CONSIGNES =>
[A] Répondez, s'il vous plaît, aux questions suivantes sur la critique du film :
(i) À l'esthétique de quel cinéaste la critique compare-t-elle cette nouvelle adaptation ?
(ii) Quel personnage s'attend-on presque à voir sortir de la vieille maison hantée ?
(iii) Entre quels deux éléments la première scène joue-t-elle sur les contrastes ?
[B] Poursuivez la critique du film à partir de l'endroit où elle s'arrête.

EXTRAIT FOURNI =>
-------
Les tentatives de rendre le film effrayant incarnent en définitive le versant le moins réussi de cette nouvelle adaptation. Une recette usée jusqu’à la corde qui échoue à nous mettre mal à l’aise, surtout lorsque l’équilibre entre le fantastique (ce qui demeure hors-champ) et l’horreur (ce que l’on voit ouvertement) finit par basculer sous les effets d’une séduction consensuelle, à travers une esthétique gothico-féérique à la Tim Burton (je pense en particulier à cette vieille maison hantée d’où l’on s’attend presque à voir sortir Edward Aux Mains D’Argent), alors que l’on devrait trembler face à la matérialisation de nos tourments les plus malsains et insondables…
C’est dommage car la première scène du film évitait magistralement cet écueil avec une séquence viscérale aussi choquante qu’efficace, laissant présager une dimension horrifique sans concessions jouant sur les contrastes, entre la figure aimable du clown et la cruauté sans limites de ses actes meurtriers. Une ouverture impressionnante, hélas la seule à ce niveau de terreur…
Et pourtant, malgré ces défauts rédhibitoires, il est impossible de résister à ce film !
-------
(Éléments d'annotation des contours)
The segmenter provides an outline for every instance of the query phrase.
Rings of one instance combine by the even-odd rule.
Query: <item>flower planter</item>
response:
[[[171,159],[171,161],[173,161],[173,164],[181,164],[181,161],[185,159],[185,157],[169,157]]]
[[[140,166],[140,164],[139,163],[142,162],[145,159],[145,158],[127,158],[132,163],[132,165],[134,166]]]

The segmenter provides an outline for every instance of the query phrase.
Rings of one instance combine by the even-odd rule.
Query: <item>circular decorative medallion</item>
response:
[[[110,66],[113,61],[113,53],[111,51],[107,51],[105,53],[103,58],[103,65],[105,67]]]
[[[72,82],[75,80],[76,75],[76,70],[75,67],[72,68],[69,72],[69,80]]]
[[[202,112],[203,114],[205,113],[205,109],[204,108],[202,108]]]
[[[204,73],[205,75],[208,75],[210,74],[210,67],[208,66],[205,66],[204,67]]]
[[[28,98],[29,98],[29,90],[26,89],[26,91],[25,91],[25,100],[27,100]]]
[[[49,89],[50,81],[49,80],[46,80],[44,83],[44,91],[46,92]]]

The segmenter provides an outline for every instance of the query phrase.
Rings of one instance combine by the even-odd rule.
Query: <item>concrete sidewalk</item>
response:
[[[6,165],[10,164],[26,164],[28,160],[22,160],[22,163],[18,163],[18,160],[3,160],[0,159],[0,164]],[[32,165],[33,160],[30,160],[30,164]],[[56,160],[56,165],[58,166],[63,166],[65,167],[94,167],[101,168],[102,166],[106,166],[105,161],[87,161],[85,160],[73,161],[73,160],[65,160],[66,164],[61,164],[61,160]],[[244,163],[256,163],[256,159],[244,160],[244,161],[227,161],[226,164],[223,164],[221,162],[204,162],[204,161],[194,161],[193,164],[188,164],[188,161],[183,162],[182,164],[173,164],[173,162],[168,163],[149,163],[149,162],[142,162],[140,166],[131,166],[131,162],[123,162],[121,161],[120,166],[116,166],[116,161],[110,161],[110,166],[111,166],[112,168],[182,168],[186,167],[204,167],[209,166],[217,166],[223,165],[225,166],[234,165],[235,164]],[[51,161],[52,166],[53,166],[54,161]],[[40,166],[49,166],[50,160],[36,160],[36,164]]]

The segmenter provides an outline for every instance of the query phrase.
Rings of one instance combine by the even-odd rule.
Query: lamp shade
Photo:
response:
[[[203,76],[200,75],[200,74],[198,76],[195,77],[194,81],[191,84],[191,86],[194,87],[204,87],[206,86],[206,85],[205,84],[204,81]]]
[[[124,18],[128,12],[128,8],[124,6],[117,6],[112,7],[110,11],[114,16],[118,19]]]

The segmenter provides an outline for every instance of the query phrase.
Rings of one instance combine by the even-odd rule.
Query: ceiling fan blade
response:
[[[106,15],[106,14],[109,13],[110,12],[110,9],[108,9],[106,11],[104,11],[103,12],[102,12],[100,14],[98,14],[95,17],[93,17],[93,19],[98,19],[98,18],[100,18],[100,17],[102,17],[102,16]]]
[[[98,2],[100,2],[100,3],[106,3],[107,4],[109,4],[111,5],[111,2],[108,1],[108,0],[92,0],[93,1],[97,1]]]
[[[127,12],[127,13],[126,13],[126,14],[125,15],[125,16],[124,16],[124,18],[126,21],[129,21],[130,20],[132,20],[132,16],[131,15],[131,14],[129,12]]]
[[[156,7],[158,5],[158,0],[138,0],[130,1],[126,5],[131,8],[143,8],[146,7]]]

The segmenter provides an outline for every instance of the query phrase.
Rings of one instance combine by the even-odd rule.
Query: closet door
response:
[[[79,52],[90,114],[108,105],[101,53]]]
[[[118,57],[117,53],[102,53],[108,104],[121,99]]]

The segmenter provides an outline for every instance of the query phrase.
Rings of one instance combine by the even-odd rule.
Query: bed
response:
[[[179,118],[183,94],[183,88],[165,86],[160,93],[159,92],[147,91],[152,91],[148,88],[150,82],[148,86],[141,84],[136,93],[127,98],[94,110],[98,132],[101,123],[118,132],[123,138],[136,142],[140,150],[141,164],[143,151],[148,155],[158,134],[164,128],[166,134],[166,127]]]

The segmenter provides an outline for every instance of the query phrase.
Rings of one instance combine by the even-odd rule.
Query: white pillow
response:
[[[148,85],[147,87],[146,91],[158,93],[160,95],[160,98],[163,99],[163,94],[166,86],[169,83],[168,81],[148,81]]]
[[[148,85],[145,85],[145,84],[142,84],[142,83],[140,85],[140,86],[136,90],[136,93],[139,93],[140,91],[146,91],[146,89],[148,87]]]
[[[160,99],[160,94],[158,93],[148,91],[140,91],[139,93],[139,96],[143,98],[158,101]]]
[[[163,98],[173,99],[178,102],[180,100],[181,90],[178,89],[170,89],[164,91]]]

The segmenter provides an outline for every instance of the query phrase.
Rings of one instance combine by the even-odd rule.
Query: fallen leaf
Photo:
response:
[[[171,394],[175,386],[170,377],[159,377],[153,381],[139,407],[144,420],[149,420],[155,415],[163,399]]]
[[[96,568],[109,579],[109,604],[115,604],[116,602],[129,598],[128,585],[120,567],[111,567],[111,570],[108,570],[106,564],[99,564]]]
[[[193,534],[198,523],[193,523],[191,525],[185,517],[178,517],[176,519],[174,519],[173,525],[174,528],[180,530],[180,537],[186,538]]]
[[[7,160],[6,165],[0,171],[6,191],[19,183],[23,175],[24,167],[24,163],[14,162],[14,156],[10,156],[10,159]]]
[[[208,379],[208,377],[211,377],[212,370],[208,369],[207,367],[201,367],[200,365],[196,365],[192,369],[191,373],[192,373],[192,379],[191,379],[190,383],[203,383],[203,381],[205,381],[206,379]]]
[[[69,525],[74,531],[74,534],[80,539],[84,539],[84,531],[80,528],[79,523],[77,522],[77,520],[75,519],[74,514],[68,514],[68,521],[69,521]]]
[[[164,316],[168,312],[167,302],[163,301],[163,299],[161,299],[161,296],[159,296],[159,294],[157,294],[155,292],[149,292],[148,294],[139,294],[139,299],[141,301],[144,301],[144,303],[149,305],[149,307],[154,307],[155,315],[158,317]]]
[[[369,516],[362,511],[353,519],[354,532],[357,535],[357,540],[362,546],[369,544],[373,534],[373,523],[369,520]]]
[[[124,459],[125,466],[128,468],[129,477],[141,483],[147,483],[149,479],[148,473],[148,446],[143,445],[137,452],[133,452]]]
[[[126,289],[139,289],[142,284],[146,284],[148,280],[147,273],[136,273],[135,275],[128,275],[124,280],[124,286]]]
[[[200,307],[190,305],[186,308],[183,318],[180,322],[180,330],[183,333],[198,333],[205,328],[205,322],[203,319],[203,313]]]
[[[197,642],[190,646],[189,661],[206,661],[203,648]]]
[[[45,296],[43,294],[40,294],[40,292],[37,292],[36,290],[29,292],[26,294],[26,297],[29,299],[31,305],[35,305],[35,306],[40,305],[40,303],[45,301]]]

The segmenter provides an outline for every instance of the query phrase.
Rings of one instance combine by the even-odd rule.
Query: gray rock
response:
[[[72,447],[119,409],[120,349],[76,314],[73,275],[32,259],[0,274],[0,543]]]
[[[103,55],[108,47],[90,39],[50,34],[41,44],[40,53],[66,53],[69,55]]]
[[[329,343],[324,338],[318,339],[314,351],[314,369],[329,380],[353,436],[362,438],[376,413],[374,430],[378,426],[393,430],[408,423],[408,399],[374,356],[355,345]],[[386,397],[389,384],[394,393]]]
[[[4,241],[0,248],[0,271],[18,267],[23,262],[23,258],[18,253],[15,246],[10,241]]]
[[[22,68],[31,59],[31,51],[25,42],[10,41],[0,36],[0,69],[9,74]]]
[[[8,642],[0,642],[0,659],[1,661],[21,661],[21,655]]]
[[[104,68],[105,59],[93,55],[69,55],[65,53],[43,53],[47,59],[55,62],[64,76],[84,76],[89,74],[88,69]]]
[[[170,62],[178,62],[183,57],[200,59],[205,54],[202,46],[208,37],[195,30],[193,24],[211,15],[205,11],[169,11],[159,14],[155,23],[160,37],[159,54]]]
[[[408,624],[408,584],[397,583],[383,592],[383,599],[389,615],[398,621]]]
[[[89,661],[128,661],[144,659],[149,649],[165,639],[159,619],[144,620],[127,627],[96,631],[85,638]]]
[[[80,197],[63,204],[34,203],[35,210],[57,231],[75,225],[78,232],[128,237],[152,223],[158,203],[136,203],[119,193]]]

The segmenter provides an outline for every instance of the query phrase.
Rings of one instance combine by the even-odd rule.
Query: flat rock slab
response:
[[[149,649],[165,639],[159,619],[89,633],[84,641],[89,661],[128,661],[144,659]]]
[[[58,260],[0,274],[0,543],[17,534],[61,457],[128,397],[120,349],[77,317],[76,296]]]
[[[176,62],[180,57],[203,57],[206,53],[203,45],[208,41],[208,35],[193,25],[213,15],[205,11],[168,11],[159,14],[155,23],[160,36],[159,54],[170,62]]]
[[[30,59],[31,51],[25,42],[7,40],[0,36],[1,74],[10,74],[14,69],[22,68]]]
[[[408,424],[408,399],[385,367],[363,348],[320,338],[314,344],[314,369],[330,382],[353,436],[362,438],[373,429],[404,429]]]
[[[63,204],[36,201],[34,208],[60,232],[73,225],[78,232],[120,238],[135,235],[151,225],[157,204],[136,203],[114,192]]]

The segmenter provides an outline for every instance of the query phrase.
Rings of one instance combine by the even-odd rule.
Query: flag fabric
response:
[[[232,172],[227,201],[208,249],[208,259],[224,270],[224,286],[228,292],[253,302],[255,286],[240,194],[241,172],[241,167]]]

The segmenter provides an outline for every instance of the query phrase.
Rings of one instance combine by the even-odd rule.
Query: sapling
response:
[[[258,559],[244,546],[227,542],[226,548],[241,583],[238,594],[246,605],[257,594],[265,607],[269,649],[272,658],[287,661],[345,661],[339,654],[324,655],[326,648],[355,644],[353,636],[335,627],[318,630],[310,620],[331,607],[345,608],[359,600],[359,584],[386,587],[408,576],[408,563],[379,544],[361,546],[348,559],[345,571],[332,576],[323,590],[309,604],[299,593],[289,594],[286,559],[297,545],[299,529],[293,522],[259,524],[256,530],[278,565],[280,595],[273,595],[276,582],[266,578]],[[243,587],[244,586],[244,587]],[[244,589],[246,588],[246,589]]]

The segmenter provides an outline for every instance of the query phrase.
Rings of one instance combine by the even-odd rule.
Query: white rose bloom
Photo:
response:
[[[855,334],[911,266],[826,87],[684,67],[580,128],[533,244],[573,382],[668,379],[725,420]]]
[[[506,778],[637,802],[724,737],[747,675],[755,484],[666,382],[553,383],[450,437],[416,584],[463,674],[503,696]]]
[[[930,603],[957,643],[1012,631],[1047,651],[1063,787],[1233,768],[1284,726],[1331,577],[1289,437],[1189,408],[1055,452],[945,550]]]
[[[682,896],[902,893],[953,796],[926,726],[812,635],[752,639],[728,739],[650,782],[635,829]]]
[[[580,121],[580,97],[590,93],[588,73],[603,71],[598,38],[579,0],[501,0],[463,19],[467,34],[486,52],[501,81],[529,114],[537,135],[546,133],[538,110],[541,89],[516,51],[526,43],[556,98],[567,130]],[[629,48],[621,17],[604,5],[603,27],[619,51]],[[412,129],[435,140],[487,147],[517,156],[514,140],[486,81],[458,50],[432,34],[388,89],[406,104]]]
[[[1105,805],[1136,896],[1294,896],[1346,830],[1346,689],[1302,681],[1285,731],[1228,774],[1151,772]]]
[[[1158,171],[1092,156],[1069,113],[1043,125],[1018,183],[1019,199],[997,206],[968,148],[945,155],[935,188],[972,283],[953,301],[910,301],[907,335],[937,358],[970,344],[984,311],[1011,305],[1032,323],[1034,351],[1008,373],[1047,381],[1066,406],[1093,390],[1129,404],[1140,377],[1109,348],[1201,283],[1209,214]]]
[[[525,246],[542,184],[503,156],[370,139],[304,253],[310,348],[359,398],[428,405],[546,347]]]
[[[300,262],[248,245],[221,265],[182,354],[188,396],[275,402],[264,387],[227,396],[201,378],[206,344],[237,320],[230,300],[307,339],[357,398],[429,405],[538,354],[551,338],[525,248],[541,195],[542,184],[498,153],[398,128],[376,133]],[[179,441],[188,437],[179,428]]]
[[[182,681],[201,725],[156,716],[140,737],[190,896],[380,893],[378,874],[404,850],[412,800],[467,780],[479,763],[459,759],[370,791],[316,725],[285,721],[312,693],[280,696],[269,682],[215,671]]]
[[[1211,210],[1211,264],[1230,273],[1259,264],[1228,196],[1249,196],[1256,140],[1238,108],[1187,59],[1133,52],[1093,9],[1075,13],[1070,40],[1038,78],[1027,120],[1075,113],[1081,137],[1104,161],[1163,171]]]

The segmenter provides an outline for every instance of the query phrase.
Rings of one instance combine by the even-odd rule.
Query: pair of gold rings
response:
-------
RÉPONSES ATTENDUES =>
[A]
(i) Tim Burton.
(ii) Edward Aux Mains D'Argent.
(iii) La figure aimable du clown et la cruauté sans limites de ses actes meurtriers.

[B]
Le fait que les événements se déroulent désormais en 1988, et non plus en 1958 comme dans le roman ou dans le téléfilm de Tommy Lee Wallace, doit ainsi nous mettre la puce à l’oreille : A l’époque où était diffusée la première adaptation de Ça à la télévision, on sortait d’une décennie marquée par le cinéma de Steven Spielberg et les films d’ados à l’atmosphère magique et envoûtante. Et le Ça de 1990 était le dernier d’une série de films qui avaient brillamment glorifié l’amitié adolescente en la puisant à la source de formidables aventures romanesques. E.T. l’Extraterrestre , Les Goonies , Explorers et Stand By Me étaient autant de films qui avaient marqué leur époque et toute une génération de jeunes ados, qui se reconnaissaient dans ces personnages en rêvant de vivre les mêmes aventures tout en frissonnant à l’idée d’affronter les mêmes dangers.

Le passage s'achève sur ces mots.